─── Kutipan Halaman ───

Al-Jurjani di dalam At-Ta’rifât menyatakan, secara bahasa as-salam artinya at-taqdîm wa at-taslîm (persembahan dan penyerahan). Menurut al-Jauhari di dalam Ash-Shihâh fi al-Lughah, al-Fayruz Abadi dalam Al-Qâmûs al-Muhîth dan Zainuddin ar-Razi dalam Mukhtâr ash-Shihâh, as-salam adalah as-salaf.
Adapun secara syar’i an-Nawawi di dalam Syarh Shahih Muslim menyebutkan, “Dalam hal batasan as-salam mereka menyebutkan berbagai ungkapan. Yang paling baik bahwa as-salam itu adalah akad atas sesuatu yang dideskripsikan ada dalam tanggungan (mawshûf[un] fî adz-dzimmah) dengan kompensasi yang diberikan segera. Disebut salam karena penyerahan harga di majelis akad dan disebut salaf karena harga dikedepankan.”
Syaikh Taqiyuddin an-Nabhani di dalam Asy-Syakhshiyyah al-Islâmiyyah Juz II menjelaskan bahwa as-salam
adalah orang menyerahkan kompensasi yang kontan pada kompensasi yang
dideskripsikan dalam tanggungan sampai tempo. Dengan kata lain, orang
mengutangkan harta sebagai harga barang yang akan ia terima kemudian
setelah tempo tertentu.
Imam al-Mawardi menyebutkan bahwa as-salaf adalah istilah penduduk Hijaz, sedangkan as-salam adalah istilah penduduk Irak. Dalam as-salam, barang yang di-salam disebut al-muslam fîhi, harga disebut ra’su al-mâl, penjual disebut al-muslam ilayhi dan pembeli disebut shâhib as-salam.
As-Salam hukumnya boleh. An-Nawawi menyatakan, kaum Muslim telah sepakat atas kebolehan as-salam. Kebolehan as-salam/as-salaf itu juga dengan jelas dinyatakan oleh nas. Ibn ‘Abbas pun menegaskan kebolehan as-salam. Dalilnya adalah QS al-Baqarah ayat 282. As-Salam merupakan dayn (utang). Ibn Abbas ra. menuturkan, “Nabi
saw. datang ke Madinah, sementara mereka melakukan salaf dengan kurma
dua dan tiga tahun. Nabi saw. bersabda, ‘Siapa yang melakukan salaf pada
sesuatu maka hendaklah pada takaran yang jelas dan timbangan yang jelas
sampai tempo yang jelas.’” (HR al-Bukhari, Muslim, Abu Dawud, at-Tirmidzi dan Ibn Majah; redaksi menurut al-Bukhari).

─── Baris Data ───

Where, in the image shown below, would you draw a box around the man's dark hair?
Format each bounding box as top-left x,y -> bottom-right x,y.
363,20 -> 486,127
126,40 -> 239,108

───

**Tugas Tertulis:**
1) Ringkaslah teks tentang as-salam dalam dua kalimat.
2) Kutiplah bagian teks tentang as-salam tanpa mengubah satu kata pun, mulai dari kata-kata yang memuat "Syaikh Taqiyuddin an-Nabhani", lalu berhenti setelah "setelah tempo tertentu.".
Data di atas merupakan bahan tersendiri yang terpisah dari teks tentang as-salam.

**Jawaban Latihan:**
1) Secara bahasa as-salam berarti persembahan dan penyerahan, sedangkan secara syar'i ia adalah akad atas sesuatu yang dideskripsikan ada dalam tanggungan dengan kompensasi yang diberikan segera. Hukum as-salam adalah boleh, sebagaimana disepakati kaum Muslim dan dinyatakan oleh nas, termasuk sabda Nabi saw. yang mensyaratkan takaran, timbangan, dan tempo yang jelas.

2)
Syaikh Taqiyuddin an-Nabhani di dalam Asy-Syakhshiyyah al-Islâmiyyah Juz II menjelaskan bahwa as-salam
adalah orang menyerahkan kompensasi yang kontan pada kompensasi yang
dideskripsikan dalam tanggungan sampai tempo. Dengan kata lain, orang
mengutangkan harta sebagai harga barang yang akan ia terima kemudian
setelah tempo tertentu.